[Position identification records]
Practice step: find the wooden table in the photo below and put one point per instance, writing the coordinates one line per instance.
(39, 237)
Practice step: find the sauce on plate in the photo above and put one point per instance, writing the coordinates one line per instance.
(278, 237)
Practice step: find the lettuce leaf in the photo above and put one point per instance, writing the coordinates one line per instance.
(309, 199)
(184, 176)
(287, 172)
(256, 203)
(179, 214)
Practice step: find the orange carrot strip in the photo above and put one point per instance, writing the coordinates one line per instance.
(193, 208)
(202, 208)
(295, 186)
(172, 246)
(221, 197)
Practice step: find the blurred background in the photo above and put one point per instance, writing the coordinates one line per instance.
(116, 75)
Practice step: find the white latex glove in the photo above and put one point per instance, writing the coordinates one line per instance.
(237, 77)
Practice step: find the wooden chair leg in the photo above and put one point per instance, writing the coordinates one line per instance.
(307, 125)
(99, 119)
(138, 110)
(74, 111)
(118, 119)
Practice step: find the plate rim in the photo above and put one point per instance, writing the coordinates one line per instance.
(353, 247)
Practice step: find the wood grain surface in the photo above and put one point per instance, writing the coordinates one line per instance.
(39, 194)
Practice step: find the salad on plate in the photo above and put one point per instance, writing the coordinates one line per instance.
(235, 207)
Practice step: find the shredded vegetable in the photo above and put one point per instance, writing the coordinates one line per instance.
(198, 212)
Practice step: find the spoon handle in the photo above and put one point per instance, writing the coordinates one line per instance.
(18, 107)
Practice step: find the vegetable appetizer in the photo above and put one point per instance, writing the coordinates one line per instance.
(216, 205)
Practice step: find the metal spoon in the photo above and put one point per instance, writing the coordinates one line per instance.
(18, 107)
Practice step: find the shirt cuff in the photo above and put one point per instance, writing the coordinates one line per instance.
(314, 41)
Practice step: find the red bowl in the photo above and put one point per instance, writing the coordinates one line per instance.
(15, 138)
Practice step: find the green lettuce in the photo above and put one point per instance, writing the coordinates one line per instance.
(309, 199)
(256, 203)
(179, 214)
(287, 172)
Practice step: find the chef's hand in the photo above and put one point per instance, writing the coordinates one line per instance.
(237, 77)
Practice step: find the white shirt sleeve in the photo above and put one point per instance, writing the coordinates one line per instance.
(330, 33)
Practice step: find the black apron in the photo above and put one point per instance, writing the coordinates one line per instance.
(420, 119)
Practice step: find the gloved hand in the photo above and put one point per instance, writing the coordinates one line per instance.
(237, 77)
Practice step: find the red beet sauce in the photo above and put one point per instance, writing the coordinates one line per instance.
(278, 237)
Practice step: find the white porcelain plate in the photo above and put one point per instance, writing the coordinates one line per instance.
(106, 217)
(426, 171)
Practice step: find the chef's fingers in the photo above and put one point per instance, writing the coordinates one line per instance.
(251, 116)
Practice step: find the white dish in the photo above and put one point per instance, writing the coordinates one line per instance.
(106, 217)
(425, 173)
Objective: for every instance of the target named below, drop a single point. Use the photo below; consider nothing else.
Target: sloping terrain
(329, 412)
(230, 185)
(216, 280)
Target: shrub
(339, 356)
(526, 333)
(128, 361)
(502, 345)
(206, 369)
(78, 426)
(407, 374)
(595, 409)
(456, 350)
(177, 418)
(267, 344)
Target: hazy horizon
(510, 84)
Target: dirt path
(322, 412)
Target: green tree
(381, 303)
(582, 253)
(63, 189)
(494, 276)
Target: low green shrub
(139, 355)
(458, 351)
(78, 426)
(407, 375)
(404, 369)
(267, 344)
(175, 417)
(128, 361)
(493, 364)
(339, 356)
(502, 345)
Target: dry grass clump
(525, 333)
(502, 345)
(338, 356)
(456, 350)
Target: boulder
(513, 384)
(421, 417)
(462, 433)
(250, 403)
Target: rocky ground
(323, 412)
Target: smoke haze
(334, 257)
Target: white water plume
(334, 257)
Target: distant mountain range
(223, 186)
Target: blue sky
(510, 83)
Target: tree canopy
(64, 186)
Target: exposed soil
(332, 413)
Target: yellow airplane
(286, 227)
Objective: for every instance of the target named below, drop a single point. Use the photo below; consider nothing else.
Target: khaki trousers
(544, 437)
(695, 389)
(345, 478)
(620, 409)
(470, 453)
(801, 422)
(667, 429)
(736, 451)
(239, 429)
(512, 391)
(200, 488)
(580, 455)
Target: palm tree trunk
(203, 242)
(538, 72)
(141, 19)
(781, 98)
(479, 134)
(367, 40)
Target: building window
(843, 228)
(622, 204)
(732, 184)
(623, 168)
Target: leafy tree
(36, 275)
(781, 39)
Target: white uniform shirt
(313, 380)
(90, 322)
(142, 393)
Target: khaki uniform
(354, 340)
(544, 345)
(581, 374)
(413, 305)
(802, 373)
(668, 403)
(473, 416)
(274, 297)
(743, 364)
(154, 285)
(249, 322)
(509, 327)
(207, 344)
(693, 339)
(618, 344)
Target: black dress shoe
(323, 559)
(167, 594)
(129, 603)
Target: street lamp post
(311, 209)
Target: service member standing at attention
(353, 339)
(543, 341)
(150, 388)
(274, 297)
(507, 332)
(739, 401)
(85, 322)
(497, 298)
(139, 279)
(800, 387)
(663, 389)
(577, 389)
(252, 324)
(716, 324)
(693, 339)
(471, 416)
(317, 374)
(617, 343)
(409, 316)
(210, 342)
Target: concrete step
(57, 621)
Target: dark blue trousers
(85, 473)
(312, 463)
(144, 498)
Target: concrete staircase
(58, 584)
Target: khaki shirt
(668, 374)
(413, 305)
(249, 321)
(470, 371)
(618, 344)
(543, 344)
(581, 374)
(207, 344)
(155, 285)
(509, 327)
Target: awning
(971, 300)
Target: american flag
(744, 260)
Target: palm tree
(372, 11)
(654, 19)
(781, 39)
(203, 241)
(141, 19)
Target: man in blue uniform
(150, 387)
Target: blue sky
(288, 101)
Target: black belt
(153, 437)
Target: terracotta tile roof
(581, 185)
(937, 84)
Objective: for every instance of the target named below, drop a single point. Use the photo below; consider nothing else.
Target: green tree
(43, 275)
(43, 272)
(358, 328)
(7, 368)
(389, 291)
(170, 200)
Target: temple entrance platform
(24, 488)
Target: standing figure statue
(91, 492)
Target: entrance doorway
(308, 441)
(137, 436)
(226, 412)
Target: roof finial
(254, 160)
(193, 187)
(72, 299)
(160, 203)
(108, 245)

---

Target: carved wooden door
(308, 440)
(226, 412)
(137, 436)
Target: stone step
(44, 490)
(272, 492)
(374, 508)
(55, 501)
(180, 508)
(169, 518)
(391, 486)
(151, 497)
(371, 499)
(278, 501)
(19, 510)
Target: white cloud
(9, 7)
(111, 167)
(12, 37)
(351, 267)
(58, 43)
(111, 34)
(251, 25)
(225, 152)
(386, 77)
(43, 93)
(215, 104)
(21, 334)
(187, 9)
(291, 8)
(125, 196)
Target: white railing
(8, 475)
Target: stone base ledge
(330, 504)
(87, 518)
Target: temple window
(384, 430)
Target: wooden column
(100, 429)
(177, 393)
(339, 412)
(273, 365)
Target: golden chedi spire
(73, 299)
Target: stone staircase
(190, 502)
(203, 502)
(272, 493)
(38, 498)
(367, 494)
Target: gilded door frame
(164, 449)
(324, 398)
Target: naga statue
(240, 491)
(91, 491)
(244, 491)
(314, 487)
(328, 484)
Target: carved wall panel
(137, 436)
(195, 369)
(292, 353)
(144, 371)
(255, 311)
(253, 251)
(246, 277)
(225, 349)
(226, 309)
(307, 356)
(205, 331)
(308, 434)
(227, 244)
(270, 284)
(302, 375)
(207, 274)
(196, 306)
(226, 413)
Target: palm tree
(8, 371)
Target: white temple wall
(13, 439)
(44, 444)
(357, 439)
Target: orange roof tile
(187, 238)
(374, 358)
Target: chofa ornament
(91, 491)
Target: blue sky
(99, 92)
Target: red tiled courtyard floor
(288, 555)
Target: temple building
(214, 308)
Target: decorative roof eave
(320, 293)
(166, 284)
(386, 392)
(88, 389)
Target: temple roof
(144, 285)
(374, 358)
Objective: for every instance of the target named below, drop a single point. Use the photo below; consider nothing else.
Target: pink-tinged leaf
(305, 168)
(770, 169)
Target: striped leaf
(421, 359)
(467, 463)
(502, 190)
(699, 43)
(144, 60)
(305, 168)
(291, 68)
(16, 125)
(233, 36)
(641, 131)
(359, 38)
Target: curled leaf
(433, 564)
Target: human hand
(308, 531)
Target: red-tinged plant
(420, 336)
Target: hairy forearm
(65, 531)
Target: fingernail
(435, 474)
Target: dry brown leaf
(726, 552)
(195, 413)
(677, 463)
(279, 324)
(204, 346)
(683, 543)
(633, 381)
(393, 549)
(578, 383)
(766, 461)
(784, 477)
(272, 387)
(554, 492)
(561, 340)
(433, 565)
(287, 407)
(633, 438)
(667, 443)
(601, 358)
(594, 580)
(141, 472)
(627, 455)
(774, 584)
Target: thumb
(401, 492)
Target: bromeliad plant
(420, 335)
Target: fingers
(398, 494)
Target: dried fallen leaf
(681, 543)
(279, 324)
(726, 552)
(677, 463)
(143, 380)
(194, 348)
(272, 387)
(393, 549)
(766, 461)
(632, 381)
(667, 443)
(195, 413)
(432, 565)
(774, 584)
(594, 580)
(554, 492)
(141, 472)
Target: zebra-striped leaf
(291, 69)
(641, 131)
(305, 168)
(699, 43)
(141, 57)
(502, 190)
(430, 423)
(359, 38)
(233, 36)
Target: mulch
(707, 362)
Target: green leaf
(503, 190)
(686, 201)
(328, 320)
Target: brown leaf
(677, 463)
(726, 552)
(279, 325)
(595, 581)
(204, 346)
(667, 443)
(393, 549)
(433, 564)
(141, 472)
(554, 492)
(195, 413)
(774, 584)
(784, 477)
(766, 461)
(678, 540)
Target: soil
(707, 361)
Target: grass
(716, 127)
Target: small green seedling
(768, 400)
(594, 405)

* * *

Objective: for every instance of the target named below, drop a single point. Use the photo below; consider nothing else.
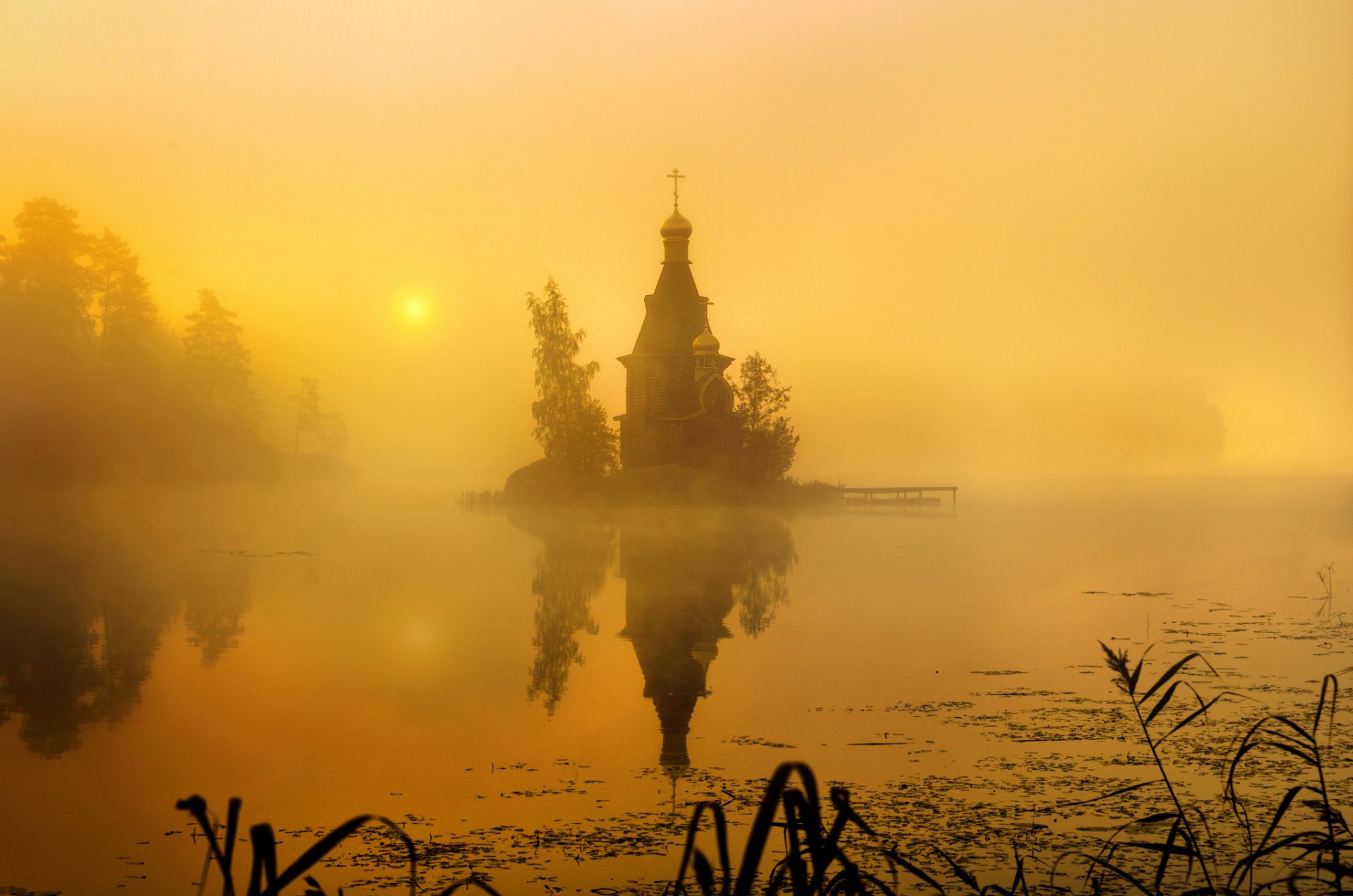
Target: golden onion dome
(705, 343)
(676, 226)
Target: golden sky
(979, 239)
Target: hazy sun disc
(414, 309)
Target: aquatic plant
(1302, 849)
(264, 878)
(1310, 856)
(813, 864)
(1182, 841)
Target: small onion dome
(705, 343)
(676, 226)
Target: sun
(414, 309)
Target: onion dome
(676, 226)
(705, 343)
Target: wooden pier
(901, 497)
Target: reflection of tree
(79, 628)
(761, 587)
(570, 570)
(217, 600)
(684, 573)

§ **Exercise brief**:
How many lines in the entries include the word "staircase"? Reply with the number alone.

§ **Exercise solution**:
2